* Document text
[BEGIN]

I received two sets of Ruby cly., in the mail the other day, and let me be the first to say that they sure are pretty. Jason did a fantastic job on the fit and finish of the new cly.'s.

I finally had some time to install one set into one of the Ruby's I have. The procedure and fit was exactly as Jason said it it would be.

I had the whole engine tore apart, new cly's installed and the engine back together in about an hour.
Beings that this engine has very little time on her, I decided to do a complete valve timing job before testing her out. This also included switching the admission around. 

After all of that was done, it was time to try her out on real steam. 

Lit the fire. After clearing the cly's, I was amazed at how well it ran with the throttle just cracked open. 
Of course this was all done on rollers. Tomorrow I'm going to take it to the local steam track and give it a real work out. 
But from what I can see already, these new cyl's just breath new life into this Ruby.

[END]

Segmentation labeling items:
[BEGIN]

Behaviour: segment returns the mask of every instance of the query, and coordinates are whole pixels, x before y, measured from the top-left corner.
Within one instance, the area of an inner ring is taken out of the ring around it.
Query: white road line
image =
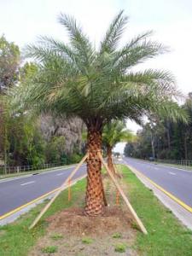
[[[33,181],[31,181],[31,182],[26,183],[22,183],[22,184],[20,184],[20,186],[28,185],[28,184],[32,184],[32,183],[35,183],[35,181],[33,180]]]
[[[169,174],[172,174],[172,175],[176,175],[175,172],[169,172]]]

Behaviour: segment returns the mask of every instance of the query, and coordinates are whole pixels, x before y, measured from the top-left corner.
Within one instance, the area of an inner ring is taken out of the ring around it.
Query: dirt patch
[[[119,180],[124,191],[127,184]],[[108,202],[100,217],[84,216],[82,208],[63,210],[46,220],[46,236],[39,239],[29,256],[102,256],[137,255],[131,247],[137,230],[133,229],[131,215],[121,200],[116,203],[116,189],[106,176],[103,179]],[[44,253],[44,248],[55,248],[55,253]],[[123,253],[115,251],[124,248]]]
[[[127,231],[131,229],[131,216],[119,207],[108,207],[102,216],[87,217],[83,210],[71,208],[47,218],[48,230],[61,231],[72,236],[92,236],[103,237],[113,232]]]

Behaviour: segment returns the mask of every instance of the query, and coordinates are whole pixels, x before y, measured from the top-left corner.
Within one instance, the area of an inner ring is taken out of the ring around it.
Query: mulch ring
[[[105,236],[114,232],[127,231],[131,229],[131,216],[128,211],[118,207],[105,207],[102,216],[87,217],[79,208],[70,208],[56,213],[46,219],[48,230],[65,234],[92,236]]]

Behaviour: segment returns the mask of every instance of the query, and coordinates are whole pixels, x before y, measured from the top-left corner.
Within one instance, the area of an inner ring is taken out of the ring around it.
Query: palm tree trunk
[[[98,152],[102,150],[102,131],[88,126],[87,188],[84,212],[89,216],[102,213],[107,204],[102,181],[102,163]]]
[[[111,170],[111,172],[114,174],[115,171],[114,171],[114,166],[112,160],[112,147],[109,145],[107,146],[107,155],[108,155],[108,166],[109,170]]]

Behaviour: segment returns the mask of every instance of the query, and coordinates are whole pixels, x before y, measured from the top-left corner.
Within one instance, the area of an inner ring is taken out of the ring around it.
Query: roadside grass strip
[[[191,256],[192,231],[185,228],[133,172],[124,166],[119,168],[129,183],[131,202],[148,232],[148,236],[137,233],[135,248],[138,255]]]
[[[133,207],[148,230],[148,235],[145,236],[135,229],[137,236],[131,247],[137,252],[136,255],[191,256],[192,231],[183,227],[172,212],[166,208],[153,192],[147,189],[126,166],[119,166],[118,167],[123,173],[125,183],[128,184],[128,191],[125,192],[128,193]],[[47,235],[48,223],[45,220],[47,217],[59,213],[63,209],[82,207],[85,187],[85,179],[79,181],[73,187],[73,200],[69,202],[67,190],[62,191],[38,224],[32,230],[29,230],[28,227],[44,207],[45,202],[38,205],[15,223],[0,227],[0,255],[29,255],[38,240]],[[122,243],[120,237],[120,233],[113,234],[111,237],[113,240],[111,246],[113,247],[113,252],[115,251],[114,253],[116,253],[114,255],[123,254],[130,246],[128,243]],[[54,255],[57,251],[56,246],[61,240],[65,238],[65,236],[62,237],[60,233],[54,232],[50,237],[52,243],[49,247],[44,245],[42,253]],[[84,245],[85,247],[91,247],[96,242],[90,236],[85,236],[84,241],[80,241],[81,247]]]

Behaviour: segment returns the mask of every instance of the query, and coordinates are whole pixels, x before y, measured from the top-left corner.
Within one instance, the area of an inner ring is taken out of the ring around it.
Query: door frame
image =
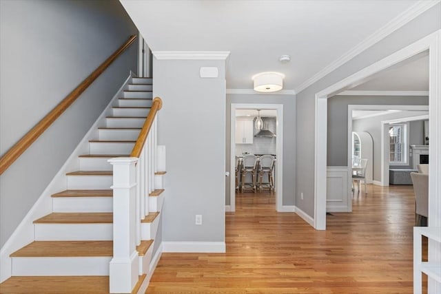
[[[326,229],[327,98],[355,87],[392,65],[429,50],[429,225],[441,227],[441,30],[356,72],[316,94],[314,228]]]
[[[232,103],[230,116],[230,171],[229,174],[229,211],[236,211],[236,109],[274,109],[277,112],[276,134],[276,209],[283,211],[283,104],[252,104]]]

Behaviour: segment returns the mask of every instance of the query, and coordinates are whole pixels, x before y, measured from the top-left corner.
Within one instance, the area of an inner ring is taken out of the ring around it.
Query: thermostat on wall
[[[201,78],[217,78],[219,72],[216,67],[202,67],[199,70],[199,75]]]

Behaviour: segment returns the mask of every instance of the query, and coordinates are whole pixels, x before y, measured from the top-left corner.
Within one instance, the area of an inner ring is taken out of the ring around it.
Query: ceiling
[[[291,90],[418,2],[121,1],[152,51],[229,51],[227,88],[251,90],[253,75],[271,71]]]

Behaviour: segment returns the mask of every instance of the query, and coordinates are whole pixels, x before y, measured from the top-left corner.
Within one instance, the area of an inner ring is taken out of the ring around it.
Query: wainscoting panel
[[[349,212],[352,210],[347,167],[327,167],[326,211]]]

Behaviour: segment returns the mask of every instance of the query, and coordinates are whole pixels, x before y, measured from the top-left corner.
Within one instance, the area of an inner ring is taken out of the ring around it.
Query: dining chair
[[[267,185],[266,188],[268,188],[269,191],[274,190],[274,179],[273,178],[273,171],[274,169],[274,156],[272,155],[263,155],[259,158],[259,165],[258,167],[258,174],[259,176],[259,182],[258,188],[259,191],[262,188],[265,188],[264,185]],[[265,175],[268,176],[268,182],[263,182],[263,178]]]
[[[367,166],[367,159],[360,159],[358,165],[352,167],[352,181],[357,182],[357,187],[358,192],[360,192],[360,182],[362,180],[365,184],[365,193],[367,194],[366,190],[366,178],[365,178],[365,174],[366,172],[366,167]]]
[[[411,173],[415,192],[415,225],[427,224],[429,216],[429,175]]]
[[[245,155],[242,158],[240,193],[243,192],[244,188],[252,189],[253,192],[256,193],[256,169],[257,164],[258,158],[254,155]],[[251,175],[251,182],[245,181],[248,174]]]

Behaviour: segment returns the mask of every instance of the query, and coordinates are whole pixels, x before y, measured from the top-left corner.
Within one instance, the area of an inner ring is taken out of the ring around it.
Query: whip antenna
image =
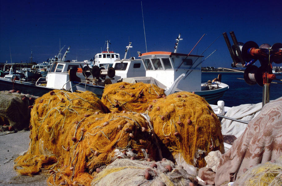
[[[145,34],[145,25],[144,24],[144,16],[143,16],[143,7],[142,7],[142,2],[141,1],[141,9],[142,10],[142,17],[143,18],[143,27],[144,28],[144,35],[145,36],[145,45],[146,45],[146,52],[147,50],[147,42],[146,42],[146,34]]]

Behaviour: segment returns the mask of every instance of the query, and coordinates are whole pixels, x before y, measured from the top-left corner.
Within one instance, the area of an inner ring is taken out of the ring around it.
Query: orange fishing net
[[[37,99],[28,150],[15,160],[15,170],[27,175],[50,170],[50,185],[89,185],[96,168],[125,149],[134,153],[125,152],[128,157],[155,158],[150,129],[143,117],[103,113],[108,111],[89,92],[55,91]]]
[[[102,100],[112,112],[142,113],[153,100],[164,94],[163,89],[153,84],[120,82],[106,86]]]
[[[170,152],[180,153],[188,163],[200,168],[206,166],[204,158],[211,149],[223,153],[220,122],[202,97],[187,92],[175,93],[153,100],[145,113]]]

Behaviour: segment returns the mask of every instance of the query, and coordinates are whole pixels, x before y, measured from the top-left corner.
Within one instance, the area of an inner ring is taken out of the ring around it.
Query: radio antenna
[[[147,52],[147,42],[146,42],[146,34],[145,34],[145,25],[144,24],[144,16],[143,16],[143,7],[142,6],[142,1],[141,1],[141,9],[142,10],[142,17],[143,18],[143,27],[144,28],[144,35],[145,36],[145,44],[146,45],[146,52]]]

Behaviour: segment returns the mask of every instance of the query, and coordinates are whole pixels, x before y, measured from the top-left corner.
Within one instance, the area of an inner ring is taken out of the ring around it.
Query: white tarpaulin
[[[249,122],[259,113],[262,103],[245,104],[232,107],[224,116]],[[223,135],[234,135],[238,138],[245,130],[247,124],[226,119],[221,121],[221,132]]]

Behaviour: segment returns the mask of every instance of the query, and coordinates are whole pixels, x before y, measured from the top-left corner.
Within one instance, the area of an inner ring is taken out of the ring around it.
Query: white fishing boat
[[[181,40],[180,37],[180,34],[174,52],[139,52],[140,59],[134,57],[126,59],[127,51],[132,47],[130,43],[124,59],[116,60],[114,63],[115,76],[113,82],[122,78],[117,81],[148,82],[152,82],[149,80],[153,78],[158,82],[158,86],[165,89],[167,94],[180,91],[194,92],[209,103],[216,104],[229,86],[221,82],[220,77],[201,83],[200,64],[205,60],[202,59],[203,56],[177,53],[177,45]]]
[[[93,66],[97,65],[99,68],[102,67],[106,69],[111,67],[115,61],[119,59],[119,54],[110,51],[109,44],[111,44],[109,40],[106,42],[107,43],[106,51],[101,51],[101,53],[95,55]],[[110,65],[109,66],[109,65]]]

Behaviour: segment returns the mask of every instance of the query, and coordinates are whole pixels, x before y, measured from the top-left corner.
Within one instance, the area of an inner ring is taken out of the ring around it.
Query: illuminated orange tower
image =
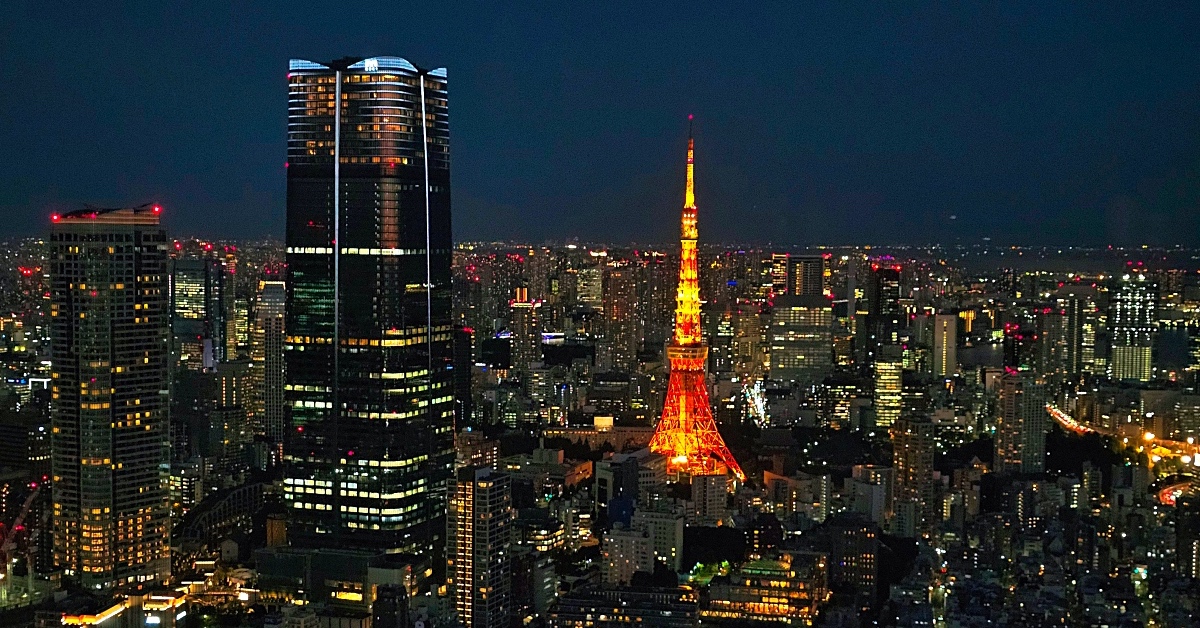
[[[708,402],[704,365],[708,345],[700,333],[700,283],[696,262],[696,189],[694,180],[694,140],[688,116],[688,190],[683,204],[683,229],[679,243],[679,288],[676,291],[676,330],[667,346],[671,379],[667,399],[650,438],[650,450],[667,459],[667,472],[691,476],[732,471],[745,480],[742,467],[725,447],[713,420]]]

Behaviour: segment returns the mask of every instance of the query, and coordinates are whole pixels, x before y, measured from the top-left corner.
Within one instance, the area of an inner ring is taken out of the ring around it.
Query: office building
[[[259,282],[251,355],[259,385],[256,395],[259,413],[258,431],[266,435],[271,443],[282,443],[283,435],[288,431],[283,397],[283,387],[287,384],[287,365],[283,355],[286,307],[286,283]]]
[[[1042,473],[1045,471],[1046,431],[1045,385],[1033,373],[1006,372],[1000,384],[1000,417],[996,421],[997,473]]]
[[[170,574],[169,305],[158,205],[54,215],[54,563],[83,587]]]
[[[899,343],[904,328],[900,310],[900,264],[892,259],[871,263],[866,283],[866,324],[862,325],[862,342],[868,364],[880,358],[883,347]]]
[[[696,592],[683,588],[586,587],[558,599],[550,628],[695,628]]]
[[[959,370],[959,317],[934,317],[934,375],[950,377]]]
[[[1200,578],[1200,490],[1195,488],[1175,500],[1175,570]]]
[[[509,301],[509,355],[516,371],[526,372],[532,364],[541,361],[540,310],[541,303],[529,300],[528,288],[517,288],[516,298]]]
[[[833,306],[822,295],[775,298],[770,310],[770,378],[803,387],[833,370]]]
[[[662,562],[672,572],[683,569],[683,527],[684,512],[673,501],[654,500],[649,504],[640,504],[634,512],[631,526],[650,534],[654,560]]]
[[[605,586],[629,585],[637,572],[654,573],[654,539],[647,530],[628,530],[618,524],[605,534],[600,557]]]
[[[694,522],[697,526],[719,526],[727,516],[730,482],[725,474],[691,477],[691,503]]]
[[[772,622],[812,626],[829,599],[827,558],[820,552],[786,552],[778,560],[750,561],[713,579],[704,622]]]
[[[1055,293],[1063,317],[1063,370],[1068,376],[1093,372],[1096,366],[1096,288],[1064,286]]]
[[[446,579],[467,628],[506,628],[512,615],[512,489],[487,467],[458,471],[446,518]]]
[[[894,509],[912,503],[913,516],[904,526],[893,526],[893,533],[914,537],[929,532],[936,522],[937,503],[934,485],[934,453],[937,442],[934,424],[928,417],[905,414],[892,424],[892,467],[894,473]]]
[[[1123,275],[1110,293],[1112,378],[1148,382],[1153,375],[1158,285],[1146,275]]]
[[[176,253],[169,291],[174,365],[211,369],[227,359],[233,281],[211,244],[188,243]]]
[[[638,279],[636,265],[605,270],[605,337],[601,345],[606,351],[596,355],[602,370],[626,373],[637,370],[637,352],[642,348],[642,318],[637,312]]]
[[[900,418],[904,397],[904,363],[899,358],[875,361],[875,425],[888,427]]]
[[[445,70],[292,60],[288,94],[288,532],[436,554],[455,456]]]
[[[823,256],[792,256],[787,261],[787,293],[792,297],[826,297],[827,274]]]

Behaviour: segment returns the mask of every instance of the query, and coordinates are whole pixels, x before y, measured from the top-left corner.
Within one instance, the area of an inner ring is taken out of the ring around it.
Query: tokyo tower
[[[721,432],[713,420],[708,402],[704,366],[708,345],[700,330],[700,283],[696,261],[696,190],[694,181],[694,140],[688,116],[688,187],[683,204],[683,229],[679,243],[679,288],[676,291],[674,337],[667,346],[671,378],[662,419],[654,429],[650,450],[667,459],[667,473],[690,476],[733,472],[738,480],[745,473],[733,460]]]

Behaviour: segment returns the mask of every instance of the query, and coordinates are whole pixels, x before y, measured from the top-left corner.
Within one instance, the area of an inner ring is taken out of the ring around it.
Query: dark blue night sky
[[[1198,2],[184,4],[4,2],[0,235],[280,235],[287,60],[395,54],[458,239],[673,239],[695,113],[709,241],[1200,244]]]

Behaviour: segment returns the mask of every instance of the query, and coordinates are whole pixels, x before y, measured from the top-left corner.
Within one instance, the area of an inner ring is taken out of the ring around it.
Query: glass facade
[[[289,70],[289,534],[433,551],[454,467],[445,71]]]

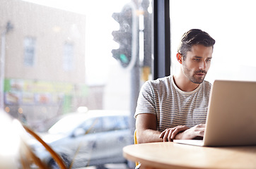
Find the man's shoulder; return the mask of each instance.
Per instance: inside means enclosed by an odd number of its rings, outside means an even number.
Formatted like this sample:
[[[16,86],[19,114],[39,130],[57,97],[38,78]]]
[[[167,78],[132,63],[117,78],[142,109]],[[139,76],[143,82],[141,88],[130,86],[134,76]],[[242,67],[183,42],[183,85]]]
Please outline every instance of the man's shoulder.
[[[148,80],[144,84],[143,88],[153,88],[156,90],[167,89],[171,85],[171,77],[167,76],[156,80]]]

[END]

* Requirements
**1.** According to the forum post, about how long did it take to tear down the engine, install the new cylinders, and put it back together?
**2.** Copy the forum post from "Lit the fire." to "real work out.", swapping "rollers" for "a test stand".
The records are separate from the forum post.

* Expected outputs
**1.** About an hour.

**2.**
Lit the fire. After clearing the cly's, I was amazed at how well it ran with the throttle just cracked open. 
Of course this was all done on a test stand. Tomorrow I'm going to take it to the local steam track and give it a real work out.